What you should do:
Find the lines below holding the word "nose" and copy each of them.

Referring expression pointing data
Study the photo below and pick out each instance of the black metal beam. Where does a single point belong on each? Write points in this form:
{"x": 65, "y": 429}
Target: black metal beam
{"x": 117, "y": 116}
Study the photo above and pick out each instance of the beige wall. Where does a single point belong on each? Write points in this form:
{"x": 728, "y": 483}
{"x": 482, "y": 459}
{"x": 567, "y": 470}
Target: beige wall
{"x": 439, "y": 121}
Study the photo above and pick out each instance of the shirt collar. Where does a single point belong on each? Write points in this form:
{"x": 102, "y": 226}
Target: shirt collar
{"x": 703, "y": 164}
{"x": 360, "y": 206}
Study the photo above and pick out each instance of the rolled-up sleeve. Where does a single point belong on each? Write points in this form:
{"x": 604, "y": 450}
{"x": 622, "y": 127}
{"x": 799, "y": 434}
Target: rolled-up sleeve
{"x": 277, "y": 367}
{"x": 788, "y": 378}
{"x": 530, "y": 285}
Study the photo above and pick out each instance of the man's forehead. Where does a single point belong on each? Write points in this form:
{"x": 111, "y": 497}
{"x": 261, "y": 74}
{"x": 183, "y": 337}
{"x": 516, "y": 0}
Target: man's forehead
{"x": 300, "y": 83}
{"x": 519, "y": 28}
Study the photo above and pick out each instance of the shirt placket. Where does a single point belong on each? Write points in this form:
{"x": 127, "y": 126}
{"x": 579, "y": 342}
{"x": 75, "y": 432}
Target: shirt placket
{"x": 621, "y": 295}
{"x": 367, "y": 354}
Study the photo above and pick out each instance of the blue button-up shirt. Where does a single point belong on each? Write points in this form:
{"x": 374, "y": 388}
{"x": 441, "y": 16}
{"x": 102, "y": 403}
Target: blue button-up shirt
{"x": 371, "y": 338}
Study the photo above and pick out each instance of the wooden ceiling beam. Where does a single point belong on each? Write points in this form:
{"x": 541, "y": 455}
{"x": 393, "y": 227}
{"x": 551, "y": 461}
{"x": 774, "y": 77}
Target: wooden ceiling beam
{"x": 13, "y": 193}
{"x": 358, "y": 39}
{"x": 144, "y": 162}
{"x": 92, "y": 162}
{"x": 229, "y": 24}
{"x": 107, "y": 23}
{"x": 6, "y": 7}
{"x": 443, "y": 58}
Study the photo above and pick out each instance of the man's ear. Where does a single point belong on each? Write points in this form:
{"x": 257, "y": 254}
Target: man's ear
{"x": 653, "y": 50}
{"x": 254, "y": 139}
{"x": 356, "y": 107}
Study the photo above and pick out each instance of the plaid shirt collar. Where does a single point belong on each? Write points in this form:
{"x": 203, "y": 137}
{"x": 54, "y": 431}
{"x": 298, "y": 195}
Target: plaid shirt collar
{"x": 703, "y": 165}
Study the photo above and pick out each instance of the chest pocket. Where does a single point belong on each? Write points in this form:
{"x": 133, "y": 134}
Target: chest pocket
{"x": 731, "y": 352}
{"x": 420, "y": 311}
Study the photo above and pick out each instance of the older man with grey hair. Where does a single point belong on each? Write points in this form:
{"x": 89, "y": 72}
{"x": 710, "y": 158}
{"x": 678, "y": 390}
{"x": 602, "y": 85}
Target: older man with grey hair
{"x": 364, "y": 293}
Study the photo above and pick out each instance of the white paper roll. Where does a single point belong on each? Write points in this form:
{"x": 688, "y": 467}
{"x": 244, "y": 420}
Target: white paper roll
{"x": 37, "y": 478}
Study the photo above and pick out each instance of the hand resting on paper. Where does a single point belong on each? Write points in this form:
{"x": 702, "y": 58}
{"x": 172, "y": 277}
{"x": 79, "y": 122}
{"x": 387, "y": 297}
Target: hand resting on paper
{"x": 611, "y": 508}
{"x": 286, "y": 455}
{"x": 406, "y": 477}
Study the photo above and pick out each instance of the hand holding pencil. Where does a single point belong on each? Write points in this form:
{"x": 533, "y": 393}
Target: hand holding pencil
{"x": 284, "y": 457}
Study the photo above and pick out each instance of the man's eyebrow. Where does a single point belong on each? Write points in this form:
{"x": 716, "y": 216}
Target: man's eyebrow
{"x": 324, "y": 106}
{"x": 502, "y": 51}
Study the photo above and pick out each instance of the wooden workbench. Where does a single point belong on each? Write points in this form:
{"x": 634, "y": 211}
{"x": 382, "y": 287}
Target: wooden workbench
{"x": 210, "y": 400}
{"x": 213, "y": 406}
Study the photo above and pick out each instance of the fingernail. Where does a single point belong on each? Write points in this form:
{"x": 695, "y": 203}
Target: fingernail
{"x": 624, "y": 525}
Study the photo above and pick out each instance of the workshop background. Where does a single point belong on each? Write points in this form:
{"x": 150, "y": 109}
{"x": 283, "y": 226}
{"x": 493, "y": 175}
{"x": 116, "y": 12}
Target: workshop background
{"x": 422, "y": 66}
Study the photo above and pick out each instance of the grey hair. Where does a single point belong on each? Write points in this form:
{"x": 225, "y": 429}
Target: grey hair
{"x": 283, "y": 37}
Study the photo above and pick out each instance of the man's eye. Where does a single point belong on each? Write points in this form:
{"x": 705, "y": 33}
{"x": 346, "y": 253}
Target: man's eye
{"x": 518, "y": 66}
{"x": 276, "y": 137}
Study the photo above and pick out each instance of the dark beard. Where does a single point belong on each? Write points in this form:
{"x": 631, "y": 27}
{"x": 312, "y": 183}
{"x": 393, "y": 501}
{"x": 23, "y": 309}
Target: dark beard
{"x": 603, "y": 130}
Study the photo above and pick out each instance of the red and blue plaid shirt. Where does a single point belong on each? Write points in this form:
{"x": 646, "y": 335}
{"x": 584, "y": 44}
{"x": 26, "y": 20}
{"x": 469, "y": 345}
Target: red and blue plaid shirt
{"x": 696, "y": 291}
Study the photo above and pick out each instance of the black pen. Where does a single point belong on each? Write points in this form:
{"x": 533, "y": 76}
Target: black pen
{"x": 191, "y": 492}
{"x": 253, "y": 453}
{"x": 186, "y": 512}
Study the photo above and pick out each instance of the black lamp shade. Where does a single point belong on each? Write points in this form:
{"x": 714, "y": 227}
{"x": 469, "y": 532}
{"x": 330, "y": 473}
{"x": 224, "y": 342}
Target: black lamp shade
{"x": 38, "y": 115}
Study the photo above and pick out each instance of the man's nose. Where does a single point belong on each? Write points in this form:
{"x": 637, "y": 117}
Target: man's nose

---

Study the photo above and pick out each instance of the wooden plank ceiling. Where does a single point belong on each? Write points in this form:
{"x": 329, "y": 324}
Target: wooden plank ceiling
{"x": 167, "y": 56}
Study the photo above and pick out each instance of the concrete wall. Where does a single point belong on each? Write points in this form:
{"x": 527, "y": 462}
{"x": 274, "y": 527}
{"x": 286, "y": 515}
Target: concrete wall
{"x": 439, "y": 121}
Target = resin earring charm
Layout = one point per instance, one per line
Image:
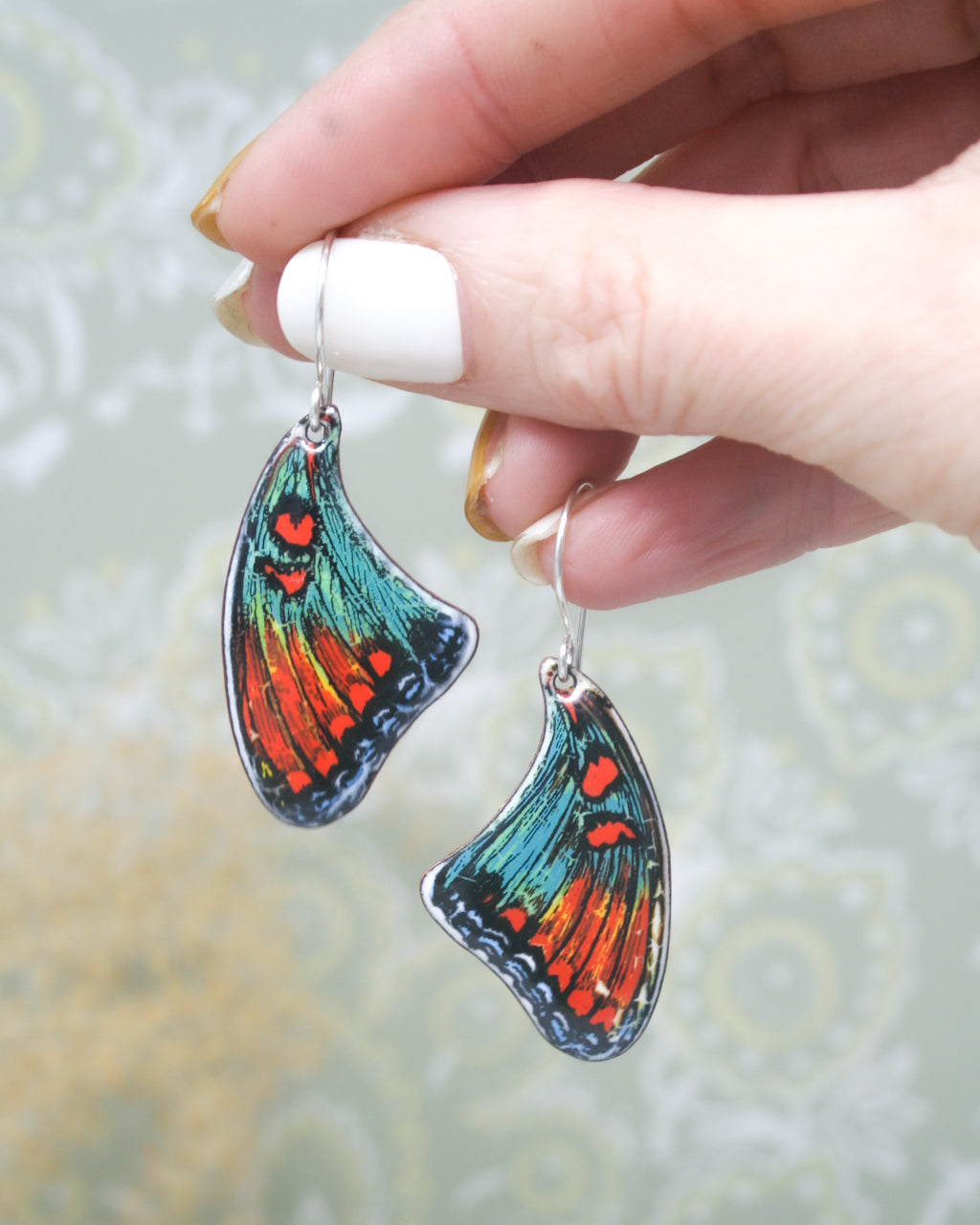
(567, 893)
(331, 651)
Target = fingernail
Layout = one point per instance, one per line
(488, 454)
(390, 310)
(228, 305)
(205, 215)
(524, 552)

Result:
Study the photo above and pick out each instance of the man's nose. Where does a single point belong on each? Write points in this form:
Target: man's nose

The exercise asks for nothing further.